-------- EXTRACT PROVIDED

# Changing Partitions Layout After Install

## th0r

I recently did a fresh install of Gentoo. But when I set up my fstab I did a partition layout like /dev/sda1 is boot /dev/sda2 is swap and /dev/sda3 is root. All free space going to root.Now that I think about it I kinda wanted to do a layout like that divides up the filesystem which I have seen before: ex. add in a separate partition for things like /dev/etc /var /opt and so on. Is it possible after an install to put the directories  on their own paritions? And if so is it good practice to do so. If there is a good layout for a 80Gb HD I'd like to see it as well.

----------

## defenderBG

there were quite a lot of post aboout paritioning, you can search and read them.

you can put everything in new partitions, provided that you have them, all you need to do is to start from the live cd, copy the directories to their new destination and then edit the /etc/fstab file and add them there.

For a partitioning sheme I would suggest:

/ - 8 GB

/var - 4 GB 

/usr/portage - 2GB with reiserfs or ext2

/usr - 6 GB

/bin - 6 GB

/home - everything else

Note that this I use for 320GB, which is somewhat more than 80GB and I use so much space, because I have too much software! Really too much.

/dev - i think you dont need it, since udev creates a virtual /dev partition. Do a "df -h" and you will understand.

----------

## th0r

Ok, I will take look. Thanks for the reply. Now I know it's not too much a hassle. I guess my reason for this is if something goes wrong on one partition it won't take down the whole system.  I remember reading somewhere that one of the partitions that is important will grow if it needed more room.  I think it was /root. Do you happen to have a recollection of what I'm talking about? 

Also, So I guess anything that is on /root will stay there after new partition scheme and If I want to move it I would do it manually right?

----------

## notHerbert

I think you mean /tmp.

----------

## th0r

/tmp makes more sense now that you mention it.

----------

## defenderBG

my /root has never grown!

the worst thing that can happen is the MBR to get lost, but there are tools, which almoast always can repair the MBR.

----------------

▶ **REQUIREMENTS**
In the partitioning thread above, what size does defenderBG suggest for the /var partition?

-------- DATASET ROWS

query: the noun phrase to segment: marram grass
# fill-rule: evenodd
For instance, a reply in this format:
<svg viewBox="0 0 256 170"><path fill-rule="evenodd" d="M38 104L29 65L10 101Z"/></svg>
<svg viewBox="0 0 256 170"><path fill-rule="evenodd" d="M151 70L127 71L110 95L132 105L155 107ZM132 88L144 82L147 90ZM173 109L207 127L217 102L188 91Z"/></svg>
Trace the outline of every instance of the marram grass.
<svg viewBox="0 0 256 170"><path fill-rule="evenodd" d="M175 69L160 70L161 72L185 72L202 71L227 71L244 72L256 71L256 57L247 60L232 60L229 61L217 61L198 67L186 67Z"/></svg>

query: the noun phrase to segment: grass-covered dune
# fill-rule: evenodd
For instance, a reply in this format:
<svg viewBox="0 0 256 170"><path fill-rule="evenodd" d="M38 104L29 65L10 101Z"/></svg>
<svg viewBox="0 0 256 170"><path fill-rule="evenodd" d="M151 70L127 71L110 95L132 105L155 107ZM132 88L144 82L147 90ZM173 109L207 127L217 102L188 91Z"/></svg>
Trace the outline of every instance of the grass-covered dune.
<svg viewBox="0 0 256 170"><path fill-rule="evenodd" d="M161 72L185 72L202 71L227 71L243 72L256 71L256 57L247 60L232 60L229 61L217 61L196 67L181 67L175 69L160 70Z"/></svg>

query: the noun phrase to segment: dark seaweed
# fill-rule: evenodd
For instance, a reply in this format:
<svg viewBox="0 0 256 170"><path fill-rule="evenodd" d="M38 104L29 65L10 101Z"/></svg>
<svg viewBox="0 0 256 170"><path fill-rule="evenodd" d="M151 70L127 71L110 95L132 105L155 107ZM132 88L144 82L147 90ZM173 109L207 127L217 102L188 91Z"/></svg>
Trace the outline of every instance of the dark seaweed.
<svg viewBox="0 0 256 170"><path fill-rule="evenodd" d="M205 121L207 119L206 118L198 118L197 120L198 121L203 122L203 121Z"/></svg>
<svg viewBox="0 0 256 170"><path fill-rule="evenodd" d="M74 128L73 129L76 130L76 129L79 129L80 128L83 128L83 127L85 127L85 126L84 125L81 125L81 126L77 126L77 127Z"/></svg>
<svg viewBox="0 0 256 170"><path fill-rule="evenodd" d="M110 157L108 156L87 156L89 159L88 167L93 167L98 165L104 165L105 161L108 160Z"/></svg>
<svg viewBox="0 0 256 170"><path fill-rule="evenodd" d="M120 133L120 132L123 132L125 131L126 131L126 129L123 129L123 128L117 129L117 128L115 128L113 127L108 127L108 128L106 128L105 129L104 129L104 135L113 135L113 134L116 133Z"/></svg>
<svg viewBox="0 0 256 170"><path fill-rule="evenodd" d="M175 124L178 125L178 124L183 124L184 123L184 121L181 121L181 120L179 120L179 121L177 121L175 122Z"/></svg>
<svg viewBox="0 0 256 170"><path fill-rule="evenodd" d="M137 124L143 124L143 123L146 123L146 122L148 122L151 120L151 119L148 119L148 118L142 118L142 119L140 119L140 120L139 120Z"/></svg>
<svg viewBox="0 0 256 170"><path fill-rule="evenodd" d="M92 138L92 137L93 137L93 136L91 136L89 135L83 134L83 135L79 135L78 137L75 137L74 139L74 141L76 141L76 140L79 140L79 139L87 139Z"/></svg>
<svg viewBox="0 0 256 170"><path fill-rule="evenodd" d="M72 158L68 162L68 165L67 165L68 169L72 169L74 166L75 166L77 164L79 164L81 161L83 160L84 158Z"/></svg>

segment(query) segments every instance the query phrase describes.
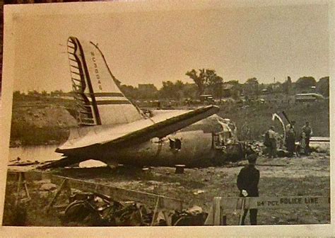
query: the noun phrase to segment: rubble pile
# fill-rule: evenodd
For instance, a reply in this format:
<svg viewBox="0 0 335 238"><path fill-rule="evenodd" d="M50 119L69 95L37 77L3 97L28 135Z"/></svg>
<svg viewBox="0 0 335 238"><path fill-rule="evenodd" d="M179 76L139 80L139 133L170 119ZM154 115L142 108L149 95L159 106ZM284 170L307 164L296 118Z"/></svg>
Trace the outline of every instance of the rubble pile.
<svg viewBox="0 0 335 238"><path fill-rule="evenodd" d="M64 226L203 225L207 217L201 208L182 211L160 210L134 201L114 201L97 193L78 193L59 215Z"/></svg>

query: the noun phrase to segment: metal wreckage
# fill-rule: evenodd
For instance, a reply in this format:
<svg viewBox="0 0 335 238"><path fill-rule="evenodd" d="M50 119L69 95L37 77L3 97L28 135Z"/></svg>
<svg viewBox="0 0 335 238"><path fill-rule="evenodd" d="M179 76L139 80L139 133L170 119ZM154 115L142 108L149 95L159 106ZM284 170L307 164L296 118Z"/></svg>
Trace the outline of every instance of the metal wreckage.
<svg viewBox="0 0 335 238"><path fill-rule="evenodd" d="M78 128L57 149L64 157L40 169L88 159L109 166L202 167L237 162L253 152L250 144L238 141L236 125L215 114L218 107L143 113L120 90L97 45L70 37L67 47ZM64 225L201 225L206 216L196 206L167 214L100 193L78 193L61 220Z"/></svg>
<svg viewBox="0 0 335 238"><path fill-rule="evenodd" d="M107 165L186 167L222 164L245 157L236 126L214 115L216 106L144 114L122 93L97 45L70 37L67 42L78 128L56 152L64 157L41 169L88 159Z"/></svg>

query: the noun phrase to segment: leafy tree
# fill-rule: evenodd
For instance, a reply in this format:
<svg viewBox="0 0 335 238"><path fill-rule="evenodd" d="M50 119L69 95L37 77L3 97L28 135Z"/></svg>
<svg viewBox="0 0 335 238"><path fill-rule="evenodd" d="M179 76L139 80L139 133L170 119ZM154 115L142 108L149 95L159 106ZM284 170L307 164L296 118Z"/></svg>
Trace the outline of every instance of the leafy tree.
<svg viewBox="0 0 335 238"><path fill-rule="evenodd" d="M213 94L221 96L221 90L220 89L222 88L223 79L216 74L215 70L200 69L198 74L195 69L192 69L185 74L193 79L197 86L199 95L204 94L205 89L209 87Z"/></svg>
<svg viewBox="0 0 335 238"><path fill-rule="evenodd" d="M317 85L317 81L315 81L315 79L312 76L304 76L302 77L299 78L295 84L300 89L307 89L312 86Z"/></svg>
<svg viewBox="0 0 335 238"><path fill-rule="evenodd" d="M329 96L329 76L319 79L317 83L317 91L324 96Z"/></svg>
<svg viewBox="0 0 335 238"><path fill-rule="evenodd" d="M130 99L139 99L139 89L132 86L128 86L125 84L120 85L121 91L124 96Z"/></svg>
<svg viewBox="0 0 335 238"><path fill-rule="evenodd" d="M256 96L258 98L259 94L259 82L257 78L250 78L245 82L245 92L249 96Z"/></svg>
<svg viewBox="0 0 335 238"><path fill-rule="evenodd" d="M205 91L206 88L206 78L204 76L205 74L205 69L199 69L199 74L195 69L192 69L191 71L188 71L185 74L188 76L189 76L194 83L198 86L198 94L199 95L204 94L204 91Z"/></svg>
<svg viewBox="0 0 335 238"><path fill-rule="evenodd" d="M282 86L283 92L289 95L292 88L292 80L290 79L290 76L288 76L287 80L283 83Z"/></svg>

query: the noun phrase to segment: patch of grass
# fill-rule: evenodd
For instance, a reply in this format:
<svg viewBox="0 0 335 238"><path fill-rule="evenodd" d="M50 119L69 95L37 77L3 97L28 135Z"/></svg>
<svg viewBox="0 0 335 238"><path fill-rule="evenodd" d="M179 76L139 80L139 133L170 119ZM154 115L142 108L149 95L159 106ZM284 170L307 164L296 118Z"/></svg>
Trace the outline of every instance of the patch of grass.
<svg viewBox="0 0 335 238"><path fill-rule="evenodd" d="M234 105L221 106L218 113L224 118L230 118L236 123L240 140L260 140L261 135L274 125L276 130L282 133L282 128L278 121L271 120L273 113L281 113L284 110L290 120L295 120L297 135L305 122L308 120L313 130L314 136L329 136L329 101L312 103L259 104L249 107L237 108ZM288 122L283 119L285 125Z"/></svg>
<svg viewBox="0 0 335 238"><path fill-rule="evenodd" d="M19 141L22 145L60 144L65 142L69 135L69 128L38 128L23 121L13 121L11 128L11 141Z"/></svg>

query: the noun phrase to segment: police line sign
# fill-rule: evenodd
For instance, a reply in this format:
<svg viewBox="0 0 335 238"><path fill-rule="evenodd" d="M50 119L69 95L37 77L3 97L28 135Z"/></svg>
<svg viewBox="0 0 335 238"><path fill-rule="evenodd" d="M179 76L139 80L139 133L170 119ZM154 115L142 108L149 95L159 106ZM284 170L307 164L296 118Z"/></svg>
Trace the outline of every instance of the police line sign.
<svg viewBox="0 0 335 238"><path fill-rule="evenodd" d="M205 225L222 225L223 215L235 210L242 212L244 209L276 209L292 208L330 207L330 197L282 196L282 197L216 197L213 199Z"/></svg>
<svg viewBox="0 0 335 238"><path fill-rule="evenodd" d="M318 196L255 198L254 200L252 199L250 200L251 208L304 207L306 205L327 207L330 204L330 198Z"/></svg>
<svg viewBox="0 0 335 238"><path fill-rule="evenodd" d="M329 207L330 197L322 196L283 196L283 197L247 197L247 198L216 198L220 200L224 209L236 209L243 207L249 208L281 208Z"/></svg>

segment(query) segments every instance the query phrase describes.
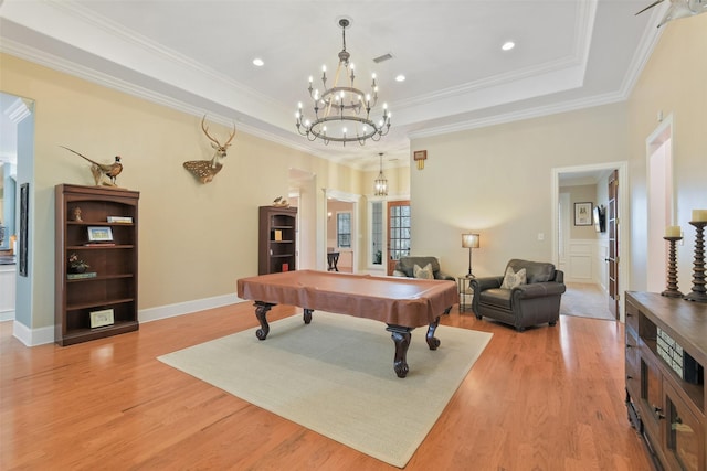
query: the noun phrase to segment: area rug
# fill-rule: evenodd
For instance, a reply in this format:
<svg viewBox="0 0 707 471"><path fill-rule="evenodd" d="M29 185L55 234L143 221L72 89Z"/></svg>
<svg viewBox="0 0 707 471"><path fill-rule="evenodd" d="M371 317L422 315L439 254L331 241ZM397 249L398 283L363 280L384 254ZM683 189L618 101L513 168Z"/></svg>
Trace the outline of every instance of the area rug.
<svg viewBox="0 0 707 471"><path fill-rule="evenodd" d="M440 325L412 332L408 364L393 371L386 324L315 311L250 329L159 360L340 443L403 468L482 354L492 334Z"/></svg>
<svg viewBox="0 0 707 471"><path fill-rule="evenodd" d="M566 283L560 301L560 314L614 321L609 311L606 293L592 283Z"/></svg>

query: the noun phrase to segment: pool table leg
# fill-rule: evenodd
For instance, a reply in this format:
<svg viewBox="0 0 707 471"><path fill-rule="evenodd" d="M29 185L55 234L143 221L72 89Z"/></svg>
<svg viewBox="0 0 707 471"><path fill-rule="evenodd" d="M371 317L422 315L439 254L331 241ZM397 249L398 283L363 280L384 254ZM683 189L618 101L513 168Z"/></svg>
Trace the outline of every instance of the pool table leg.
<svg viewBox="0 0 707 471"><path fill-rule="evenodd" d="M393 370L398 377L408 376L408 347L410 346L410 338L414 328L405 328L402 325L388 324L386 329L391 333L390 338L395 342L395 357L393 360Z"/></svg>
<svg viewBox="0 0 707 471"><path fill-rule="evenodd" d="M260 340L265 340L267 339L267 334L270 333L270 324L267 323L266 314L267 311L270 311L271 308L275 304L271 302L255 301L253 306L255 306L255 317L261 323L261 328L255 331L255 336L257 336Z"/></svg>
<svg viewBox="0 0 707 471"><path fill-rule="evenodd" d="M314 312L314 309L306 309L305 308L304 313L302 315L302 320L305 321L306 324L312 322L312 313L313 312Z"/></svg>
<svg viewBox="0 0 707 471"><path fill-rule="evenodd" d="M430 350L437 350L437 347L440 346L440 339L437 339L436 336L434 336L434 331L437 330L437 325L440 325L440 318L437 317L434 322L430 323L430 327L428 327L428 346L430 346Z"/></svg>

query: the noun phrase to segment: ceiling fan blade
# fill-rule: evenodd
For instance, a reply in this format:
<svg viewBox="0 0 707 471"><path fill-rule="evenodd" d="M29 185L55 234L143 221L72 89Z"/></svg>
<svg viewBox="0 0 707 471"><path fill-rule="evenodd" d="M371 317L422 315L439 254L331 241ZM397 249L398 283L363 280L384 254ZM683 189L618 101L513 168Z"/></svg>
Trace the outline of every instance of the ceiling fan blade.
<svg viewBox="0 0 707 471"><path fill-rule="evenodd" d="M650 6L647 6L646 8L644 8L643 10L641 10L640 12L637 12L636 14L641 14L641 13L643 13L644 11L650 10L650 9L652 9L653 7L655 7L656 4L662 3L662 2L663 2L663 0L656 0L656 1L654 1L653 3L651 3ZM635 15L634 15L634 17L635 17Z"/></svg>

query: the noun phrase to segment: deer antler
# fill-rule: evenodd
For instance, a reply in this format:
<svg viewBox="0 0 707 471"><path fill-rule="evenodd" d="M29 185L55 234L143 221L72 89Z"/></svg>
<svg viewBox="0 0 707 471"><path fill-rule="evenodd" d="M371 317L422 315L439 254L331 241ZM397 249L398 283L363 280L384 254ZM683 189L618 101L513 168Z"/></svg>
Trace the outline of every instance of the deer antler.
<svg viewBox="0 0 707 471"><path fill-rule="evenodd" d="M233 140L233 137L235 137L235 125L233 125L233 132L231 132L231 136L229 136L229 140L225 141L222 146L213 136L209 133L209 127L205 125L205 120L207 115L203 115L203 118L201 118L201 129L203 130L203 133L207 135L209 140L215 143L217 147L223 148L224 150L226 147L231 146L231 141Z"/></svg>

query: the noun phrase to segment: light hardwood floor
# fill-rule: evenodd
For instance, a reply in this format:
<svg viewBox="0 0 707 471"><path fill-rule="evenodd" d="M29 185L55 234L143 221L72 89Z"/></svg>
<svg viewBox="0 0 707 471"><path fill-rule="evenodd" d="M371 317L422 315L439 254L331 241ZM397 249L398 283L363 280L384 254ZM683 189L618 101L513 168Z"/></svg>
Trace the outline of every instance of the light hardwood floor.
<svg viewBox="0 0 707 471"><path fill-rule="evenodd" d="M444 325L494 338L407 470L651 469L623 403L622 324L562 315L517 333L456 307L441 323L442 349ZM243 302L28 349L1 323L0 469L394 470L156 360L256 324ZM415 414L404 397L400 414Z"/></svg>

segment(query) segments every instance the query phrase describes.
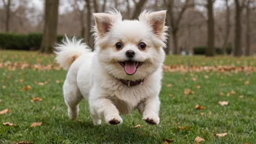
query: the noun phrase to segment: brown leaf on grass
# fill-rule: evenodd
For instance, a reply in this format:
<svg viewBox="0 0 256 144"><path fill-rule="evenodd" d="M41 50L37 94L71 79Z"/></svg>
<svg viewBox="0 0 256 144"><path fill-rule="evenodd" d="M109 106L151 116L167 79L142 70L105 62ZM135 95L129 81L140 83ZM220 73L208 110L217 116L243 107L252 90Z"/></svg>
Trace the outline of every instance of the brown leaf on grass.
<svg viewBox="0 0 256 144"><path fill-rule="evenodd" d="M170 96L170 97L173 97L173 96L174 96L174 95L172 95L172 94L169 94L169 96Z"/></svg>
<svg viewBox="0 0 256 144"><path fill-rule="evenodd" d="M195 92L191 90L190 89L184 89L185 95L189 95L189 94L193 94L193 93L195 93Z"/></svg>
<svg viewBox="0 0 256 144"><path fill-rule="evenodd" d="M139 127L143 127L143 126L140 125L140 124L137 124L137 125L135 127L135 128L137 129L137 128L139 128Z"/></svg>
<svg viewBox="0 0 256 144"><path fill-rule="evenodd" d="M37 84L39 86L44 86L45 84L44 82L39 82Z"/></svg>
<svg viewBox="0 0 256 144"><path fill-rule="evenodd" d="M175 141L175 140L168 139L168 138L163 138L163 141L164 142L164 143L173 143Z"/></svg>
<svg viewBox="0 0 256 144"><path fill-rule="evenodd" d="M200 137L196 137L195 138L194 141L199 143L199 142L201 142L201 141L204 141L204 140L202 139L202 138L201 138Z"/></svg>
<svg viewBox="0 0 256 144"><path fill-rule="evenodd" d="M13 126L16 126L16 124L10 123L10 122L4 122L3 123L3 126L10 126L10 127L13 127Z"/></svg>
<svg viewBox="0 0 256 144"><path fill-rule="evenodd" d="M204 110L205 108L204 107L202 107L200 105L196 105L194 108L196 110Z"/></svg>
<svg viewBox="0 0 256 144"><path fill-rule="evenodd" d="M177 130L190 130L191 127L189 126L185 126L185 127L180 127L178 126L177 127Z"/></svg>
<svg viewBox="0 0 256 144"><path fill-rule="evenodd" d="M249 84L249 81L244 81L244 85L248 85L248 84Z"/></svg>
<svg viewBox="0 0 256 144"><path fill-rule="evenodd" d="M41 101L42 101L42 100L43 100L43 99L41 99L41 98L40 98L40 97L36 97L32 98L31 103L34 103L34 102L41 102Z"/></svg>
<svg viewBox="0 0 256 144"><path fill-rule="evenodd" d="M28 143L33 143L33 142L29 142L29 141L20 141L20 142L17 142L15 144L28 144Z"/></svg>
<svg viewBox="0 0 256 144"><path fill-rule="evenodd" d="M30 89L31 89L31 87L28 85L28 86L23 87L22 90L25 91L25 90L30 90Z"/></svg>
<svg viewBox="0 0 256 144"><path fill-rule="evenodd" d="M12 112L11 110L9 110L9 109L4 109L4 110L0 111L0 115L1 115L1 114L5 114L5 113L10 113L10 112Z"/></svg>
<svg viewBox="0 0 256 144"><path fill-rule="evenodd" d="M41 126L43 123L42 122L33 122L31 125L31 127L35 127L36 126Z"/></svg>
<svg viewBox="0 0 256 144"><path fill-rule="evenodd" d="M228 101L219 101L219 104L221 106L224 106L224 105L228 105Z"/></svg>
<svg viewBox="0 0 256 144"><path fill-rule="evenodd" d="M226 135L228 135L228 133L215 134L215 137L225 137Z"/></svg>
<svg viewBox="0 0 256 144"><path fill-rule="evenodd" d="M167 84L165 87L172 87L172 84Z"/></svg>
<svg viewBox="0 0 256 144"><path fill-rule="evenodd" d="M233 90L231 90L231 92L230 92L231 95L234 95L234 94L236 94L236 92L235 92L235 91L233 91Z"/></svg>

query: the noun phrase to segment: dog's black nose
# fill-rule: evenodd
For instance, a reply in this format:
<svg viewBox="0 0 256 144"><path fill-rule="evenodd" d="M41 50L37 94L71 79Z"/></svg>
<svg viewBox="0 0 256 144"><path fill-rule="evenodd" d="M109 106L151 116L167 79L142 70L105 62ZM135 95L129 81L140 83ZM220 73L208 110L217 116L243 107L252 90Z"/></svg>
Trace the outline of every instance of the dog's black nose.
<svg viewBox="0 0 256 144"><path fill-rule="evenodd" d="M125 55L127 55L127 57L132 58L135 55L135 52L133 50L127 50L125 52Z"/></svg>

----------------

▶ **PROBLEM SOLUTION**
4 GB